-- Listed entries --
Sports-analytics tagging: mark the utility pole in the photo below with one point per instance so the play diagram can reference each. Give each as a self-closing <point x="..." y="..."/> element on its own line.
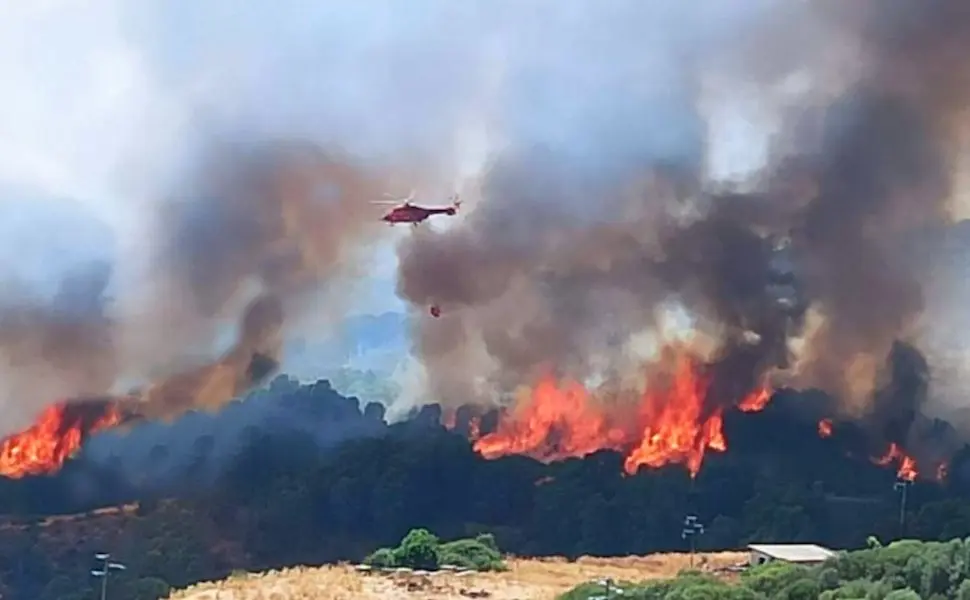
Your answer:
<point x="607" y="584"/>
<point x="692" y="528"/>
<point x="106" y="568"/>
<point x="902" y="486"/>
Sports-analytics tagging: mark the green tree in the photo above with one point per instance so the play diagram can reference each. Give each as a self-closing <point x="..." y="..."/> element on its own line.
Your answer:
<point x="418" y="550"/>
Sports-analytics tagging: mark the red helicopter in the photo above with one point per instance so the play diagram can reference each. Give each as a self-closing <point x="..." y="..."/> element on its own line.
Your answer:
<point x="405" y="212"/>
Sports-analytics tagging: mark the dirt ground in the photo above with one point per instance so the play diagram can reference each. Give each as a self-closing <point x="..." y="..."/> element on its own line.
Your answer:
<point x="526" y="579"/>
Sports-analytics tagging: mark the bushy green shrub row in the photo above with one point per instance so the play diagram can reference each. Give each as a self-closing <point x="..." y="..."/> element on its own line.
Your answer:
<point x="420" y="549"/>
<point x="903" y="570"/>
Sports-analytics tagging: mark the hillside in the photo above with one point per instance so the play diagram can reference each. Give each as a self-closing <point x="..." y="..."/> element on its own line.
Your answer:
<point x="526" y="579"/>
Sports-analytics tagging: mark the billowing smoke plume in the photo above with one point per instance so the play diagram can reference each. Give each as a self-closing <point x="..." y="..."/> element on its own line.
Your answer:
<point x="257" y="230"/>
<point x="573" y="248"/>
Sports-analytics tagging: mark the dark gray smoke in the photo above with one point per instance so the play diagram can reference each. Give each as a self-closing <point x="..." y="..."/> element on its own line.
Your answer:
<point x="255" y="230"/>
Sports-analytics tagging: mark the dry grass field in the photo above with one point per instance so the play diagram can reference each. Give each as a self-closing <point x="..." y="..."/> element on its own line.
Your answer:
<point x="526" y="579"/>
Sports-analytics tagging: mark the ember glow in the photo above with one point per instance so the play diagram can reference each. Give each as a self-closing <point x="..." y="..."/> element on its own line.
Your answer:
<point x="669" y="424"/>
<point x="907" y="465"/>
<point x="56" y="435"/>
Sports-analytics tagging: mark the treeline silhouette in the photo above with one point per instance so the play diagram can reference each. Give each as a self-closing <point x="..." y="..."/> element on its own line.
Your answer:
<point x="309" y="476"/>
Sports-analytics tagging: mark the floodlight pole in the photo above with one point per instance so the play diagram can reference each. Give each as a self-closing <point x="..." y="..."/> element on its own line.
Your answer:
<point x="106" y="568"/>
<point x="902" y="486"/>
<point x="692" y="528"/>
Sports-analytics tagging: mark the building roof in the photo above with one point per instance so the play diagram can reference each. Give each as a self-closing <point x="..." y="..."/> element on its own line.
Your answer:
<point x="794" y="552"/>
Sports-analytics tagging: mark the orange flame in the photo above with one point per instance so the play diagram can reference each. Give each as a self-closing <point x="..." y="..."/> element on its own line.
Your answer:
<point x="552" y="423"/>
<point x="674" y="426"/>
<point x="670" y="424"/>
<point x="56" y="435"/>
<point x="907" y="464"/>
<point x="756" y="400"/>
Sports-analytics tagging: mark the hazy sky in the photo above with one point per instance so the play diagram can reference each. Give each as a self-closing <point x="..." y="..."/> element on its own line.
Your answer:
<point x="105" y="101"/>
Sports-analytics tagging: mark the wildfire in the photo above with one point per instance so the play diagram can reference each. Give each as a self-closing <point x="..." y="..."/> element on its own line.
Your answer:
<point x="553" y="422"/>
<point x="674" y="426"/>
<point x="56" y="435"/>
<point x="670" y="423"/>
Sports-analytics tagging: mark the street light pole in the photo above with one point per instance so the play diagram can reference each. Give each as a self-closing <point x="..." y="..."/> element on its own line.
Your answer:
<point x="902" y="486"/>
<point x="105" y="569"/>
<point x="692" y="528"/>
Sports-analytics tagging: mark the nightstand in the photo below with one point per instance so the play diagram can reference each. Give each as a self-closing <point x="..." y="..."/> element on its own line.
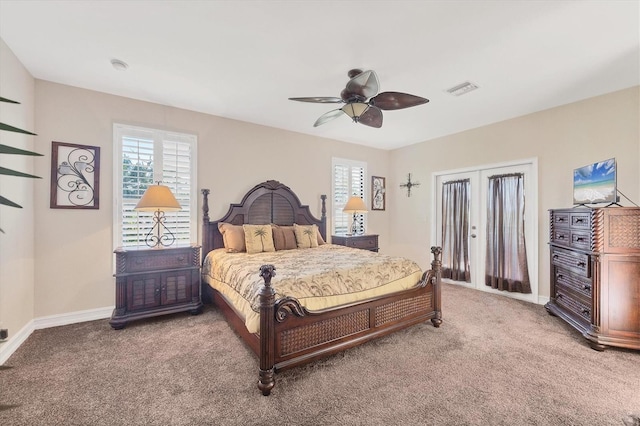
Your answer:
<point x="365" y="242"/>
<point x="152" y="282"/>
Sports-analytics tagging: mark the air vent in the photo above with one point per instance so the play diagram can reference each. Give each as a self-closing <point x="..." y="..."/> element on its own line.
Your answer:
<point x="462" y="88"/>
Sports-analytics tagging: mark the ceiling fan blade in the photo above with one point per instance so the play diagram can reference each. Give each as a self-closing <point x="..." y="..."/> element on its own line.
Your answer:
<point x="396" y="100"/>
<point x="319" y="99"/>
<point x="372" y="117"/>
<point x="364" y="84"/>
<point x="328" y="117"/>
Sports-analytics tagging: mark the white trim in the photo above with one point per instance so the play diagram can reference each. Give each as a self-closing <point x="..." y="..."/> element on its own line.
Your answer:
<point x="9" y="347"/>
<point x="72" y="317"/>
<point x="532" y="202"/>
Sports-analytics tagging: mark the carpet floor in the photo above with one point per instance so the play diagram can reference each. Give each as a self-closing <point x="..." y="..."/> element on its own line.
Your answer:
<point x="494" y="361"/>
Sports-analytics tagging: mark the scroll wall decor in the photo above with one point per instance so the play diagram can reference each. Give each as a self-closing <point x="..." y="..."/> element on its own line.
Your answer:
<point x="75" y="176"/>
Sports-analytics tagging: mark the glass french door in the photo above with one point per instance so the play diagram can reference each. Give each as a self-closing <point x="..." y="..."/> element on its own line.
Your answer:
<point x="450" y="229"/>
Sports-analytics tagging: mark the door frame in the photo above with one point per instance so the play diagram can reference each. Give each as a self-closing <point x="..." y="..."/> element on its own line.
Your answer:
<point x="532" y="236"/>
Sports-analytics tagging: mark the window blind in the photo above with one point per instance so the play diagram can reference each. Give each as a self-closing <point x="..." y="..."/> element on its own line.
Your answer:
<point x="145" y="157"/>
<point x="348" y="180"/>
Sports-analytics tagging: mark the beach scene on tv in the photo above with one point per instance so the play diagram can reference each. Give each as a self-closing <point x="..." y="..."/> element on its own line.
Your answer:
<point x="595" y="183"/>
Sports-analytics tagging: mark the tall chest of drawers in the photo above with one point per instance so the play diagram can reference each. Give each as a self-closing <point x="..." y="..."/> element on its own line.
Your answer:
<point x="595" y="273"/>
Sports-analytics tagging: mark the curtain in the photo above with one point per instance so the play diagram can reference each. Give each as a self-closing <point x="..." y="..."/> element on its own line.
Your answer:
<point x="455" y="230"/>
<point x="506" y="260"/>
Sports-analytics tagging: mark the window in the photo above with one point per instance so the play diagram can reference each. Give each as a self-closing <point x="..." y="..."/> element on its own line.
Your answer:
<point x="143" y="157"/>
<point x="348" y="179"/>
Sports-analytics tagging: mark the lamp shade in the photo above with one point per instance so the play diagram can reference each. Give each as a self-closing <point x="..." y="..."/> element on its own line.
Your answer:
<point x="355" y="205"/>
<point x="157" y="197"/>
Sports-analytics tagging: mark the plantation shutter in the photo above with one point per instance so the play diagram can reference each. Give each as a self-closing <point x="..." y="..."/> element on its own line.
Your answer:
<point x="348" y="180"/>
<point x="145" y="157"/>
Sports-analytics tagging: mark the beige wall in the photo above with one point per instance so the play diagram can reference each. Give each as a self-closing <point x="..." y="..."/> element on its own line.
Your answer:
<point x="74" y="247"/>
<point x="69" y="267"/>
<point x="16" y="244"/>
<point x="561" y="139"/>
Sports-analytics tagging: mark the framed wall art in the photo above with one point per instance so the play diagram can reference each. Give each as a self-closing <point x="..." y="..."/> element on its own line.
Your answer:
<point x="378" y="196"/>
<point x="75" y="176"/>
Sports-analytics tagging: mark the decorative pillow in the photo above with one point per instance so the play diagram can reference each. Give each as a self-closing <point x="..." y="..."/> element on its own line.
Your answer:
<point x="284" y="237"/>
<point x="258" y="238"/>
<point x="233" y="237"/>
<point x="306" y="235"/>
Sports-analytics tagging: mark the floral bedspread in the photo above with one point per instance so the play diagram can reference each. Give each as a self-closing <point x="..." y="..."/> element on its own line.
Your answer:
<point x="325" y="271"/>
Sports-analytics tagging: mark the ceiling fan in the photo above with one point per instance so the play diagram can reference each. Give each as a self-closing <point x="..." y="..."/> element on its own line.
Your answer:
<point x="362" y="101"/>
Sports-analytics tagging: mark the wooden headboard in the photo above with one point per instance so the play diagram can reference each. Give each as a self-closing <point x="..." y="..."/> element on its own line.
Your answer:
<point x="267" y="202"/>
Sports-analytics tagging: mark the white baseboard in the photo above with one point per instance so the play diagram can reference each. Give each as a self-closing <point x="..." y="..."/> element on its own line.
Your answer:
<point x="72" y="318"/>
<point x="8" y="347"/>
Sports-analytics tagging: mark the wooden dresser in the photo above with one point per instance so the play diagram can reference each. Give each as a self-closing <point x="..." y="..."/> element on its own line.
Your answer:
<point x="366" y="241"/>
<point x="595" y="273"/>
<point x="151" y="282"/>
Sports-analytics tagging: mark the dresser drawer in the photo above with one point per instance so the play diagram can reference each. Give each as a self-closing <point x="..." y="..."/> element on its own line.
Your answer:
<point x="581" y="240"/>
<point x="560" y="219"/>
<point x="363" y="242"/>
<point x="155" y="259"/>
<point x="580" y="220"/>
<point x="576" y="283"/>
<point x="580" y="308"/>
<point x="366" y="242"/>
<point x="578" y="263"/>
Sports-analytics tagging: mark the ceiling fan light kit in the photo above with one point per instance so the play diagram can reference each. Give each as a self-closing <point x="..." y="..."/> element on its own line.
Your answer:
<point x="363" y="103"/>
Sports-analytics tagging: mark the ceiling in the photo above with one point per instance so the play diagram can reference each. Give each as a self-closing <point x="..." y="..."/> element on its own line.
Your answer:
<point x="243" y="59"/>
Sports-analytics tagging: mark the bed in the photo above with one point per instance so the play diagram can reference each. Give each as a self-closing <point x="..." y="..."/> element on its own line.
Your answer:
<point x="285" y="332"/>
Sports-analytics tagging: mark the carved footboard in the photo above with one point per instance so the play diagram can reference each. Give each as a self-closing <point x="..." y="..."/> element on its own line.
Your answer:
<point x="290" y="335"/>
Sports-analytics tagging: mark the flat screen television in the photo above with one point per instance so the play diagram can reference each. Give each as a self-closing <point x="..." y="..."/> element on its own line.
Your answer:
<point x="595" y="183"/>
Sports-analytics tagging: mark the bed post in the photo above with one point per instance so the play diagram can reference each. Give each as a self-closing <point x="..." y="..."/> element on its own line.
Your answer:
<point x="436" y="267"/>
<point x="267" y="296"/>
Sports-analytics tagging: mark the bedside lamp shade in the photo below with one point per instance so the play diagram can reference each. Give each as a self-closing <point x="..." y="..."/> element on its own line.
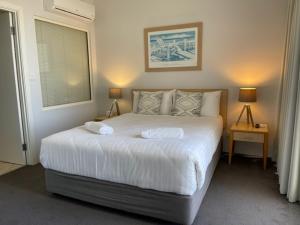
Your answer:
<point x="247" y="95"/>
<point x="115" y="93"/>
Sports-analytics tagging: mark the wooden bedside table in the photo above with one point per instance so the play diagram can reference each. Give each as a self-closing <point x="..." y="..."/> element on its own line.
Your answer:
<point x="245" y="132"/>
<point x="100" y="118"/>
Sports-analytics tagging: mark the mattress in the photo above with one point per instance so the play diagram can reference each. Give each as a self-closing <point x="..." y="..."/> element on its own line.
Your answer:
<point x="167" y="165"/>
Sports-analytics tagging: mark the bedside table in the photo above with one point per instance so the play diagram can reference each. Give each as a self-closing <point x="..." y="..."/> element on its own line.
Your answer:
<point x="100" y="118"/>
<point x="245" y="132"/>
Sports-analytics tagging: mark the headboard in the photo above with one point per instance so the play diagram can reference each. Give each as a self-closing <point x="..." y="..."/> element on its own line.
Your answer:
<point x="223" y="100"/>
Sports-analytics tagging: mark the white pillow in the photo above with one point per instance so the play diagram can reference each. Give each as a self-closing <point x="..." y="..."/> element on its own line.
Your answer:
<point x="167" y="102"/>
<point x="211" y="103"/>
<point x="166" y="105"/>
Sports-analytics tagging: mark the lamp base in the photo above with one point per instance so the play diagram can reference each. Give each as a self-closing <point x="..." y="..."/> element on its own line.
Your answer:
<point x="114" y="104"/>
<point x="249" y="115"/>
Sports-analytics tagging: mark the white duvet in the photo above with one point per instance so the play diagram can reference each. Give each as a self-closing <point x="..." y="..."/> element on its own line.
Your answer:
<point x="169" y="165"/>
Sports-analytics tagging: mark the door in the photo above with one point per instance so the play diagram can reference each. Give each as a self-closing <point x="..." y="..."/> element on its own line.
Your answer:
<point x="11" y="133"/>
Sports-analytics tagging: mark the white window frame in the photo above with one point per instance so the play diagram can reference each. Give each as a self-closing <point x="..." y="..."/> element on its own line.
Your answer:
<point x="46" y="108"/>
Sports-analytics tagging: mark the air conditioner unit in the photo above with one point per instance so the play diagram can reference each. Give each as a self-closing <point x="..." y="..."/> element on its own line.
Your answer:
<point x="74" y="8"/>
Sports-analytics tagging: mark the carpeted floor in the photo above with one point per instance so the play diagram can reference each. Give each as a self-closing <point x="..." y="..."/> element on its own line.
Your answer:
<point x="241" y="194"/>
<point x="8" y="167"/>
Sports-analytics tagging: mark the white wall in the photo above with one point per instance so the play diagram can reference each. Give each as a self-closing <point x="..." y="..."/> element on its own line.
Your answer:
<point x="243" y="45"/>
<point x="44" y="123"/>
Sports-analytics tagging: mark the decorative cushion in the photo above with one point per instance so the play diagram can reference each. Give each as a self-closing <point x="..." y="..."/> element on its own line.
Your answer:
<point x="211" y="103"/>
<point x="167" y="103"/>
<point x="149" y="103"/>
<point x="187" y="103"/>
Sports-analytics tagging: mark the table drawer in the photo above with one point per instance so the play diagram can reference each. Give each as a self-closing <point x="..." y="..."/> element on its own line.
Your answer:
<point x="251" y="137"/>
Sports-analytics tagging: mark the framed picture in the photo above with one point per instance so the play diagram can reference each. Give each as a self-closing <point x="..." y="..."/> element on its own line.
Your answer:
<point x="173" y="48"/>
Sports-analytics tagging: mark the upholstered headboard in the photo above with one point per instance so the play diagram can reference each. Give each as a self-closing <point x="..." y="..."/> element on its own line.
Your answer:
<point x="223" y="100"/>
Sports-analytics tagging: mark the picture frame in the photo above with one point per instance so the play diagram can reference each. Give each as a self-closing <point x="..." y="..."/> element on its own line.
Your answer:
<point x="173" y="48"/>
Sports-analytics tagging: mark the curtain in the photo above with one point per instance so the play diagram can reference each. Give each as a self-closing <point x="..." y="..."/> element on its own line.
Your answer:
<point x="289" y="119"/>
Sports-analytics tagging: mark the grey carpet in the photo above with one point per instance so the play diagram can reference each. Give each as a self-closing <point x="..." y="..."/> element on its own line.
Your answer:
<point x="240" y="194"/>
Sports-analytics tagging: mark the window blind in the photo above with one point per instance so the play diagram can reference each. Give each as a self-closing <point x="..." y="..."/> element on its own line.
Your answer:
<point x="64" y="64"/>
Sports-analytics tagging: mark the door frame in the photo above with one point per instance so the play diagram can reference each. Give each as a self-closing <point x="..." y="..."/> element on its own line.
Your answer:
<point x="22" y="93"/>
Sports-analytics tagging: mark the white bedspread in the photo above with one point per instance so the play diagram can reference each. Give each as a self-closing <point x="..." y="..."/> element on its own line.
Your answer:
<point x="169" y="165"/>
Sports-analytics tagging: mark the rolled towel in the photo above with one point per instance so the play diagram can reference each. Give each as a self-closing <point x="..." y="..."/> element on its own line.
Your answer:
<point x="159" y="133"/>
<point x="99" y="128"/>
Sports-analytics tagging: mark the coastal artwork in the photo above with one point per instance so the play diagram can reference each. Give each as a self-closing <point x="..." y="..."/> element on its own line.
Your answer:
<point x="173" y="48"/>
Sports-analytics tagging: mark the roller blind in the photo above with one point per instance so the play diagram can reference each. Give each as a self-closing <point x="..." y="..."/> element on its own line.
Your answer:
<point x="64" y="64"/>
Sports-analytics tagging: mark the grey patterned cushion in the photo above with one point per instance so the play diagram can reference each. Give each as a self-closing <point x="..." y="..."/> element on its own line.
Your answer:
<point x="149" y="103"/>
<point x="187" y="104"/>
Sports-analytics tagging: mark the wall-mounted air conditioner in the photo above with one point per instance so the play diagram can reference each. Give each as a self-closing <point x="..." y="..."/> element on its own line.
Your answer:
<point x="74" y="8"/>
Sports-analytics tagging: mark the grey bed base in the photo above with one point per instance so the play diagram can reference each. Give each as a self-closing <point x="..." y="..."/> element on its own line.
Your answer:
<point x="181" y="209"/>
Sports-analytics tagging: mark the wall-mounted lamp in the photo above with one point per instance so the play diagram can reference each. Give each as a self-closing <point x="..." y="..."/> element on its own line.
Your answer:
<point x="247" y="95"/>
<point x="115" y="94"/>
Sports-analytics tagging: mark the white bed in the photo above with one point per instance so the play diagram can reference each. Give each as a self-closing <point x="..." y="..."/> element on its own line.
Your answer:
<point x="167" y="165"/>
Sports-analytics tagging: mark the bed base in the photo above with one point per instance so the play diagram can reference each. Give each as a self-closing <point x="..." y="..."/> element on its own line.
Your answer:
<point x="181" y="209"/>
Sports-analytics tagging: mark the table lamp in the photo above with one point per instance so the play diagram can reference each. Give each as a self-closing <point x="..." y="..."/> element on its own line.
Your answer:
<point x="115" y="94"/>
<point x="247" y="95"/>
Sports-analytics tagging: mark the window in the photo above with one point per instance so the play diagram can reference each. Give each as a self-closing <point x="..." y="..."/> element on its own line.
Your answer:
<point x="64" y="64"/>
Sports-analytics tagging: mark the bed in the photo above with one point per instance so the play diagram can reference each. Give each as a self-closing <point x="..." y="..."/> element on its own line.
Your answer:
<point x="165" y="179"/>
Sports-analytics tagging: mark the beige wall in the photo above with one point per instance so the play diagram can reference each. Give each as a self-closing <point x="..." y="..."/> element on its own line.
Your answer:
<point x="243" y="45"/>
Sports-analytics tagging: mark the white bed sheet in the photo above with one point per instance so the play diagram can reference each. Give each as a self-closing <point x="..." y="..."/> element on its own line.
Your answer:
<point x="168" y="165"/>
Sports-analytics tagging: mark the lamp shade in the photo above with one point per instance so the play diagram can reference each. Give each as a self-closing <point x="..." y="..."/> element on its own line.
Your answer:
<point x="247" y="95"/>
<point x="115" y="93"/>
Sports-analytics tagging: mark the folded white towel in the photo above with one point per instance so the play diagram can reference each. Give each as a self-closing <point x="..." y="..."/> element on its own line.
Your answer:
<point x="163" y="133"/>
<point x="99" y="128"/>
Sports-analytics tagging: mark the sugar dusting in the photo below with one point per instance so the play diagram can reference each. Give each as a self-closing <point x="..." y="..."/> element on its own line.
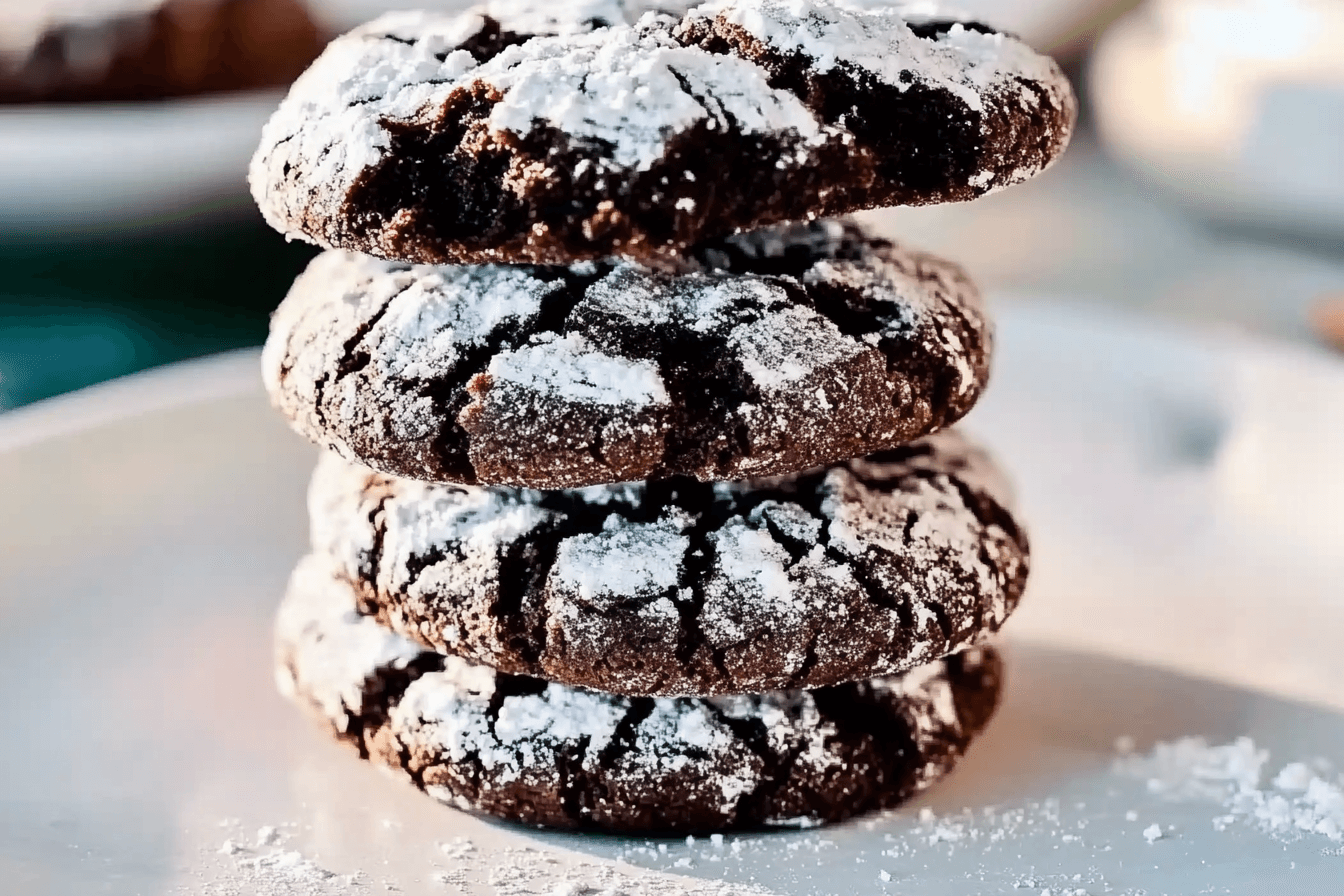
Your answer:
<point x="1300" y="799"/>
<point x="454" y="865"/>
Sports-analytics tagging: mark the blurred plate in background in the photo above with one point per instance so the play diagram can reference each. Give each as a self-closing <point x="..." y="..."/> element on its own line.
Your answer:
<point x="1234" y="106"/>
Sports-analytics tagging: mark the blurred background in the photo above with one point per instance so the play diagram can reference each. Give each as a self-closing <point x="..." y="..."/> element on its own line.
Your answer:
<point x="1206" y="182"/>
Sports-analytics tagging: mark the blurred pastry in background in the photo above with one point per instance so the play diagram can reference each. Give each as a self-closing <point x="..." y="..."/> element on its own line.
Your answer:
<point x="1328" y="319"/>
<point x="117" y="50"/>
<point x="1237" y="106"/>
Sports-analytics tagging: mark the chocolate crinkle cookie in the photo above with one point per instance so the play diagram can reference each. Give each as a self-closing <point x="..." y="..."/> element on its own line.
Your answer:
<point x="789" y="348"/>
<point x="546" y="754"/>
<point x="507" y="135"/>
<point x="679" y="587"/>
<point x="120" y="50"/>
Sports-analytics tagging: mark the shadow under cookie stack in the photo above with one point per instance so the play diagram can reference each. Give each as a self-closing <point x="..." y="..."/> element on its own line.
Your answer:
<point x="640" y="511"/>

-- What is needed --
Exactly reproduce the lines that run from the line with "Sports-analytics tagging: mark the chocolate" through the last line of the records, inclusive.

-- Answer for this exercise --
Sports-analytics tagging: mark the chocolate crinkle cookie in the photo above with one point per instance so the play diagram can reference each. Give each as a self-closing <point x="..." y="..."/> element on its own line.
Your answer:
<point x="789" y="348"/>
<point x="546" y="754"/>
<point x="507" y="135"/>
<point x="679" y="587"/>
<point x="120" y="50"/>
Sports-analytics tagging: mark the shadow under cookie stack in the photo above with one point per instance so the play diagram can reference each. Give each as a self-closing <point x="..." y="..."/> element on its own line.
Your answer:
<point x="640" y="511"/>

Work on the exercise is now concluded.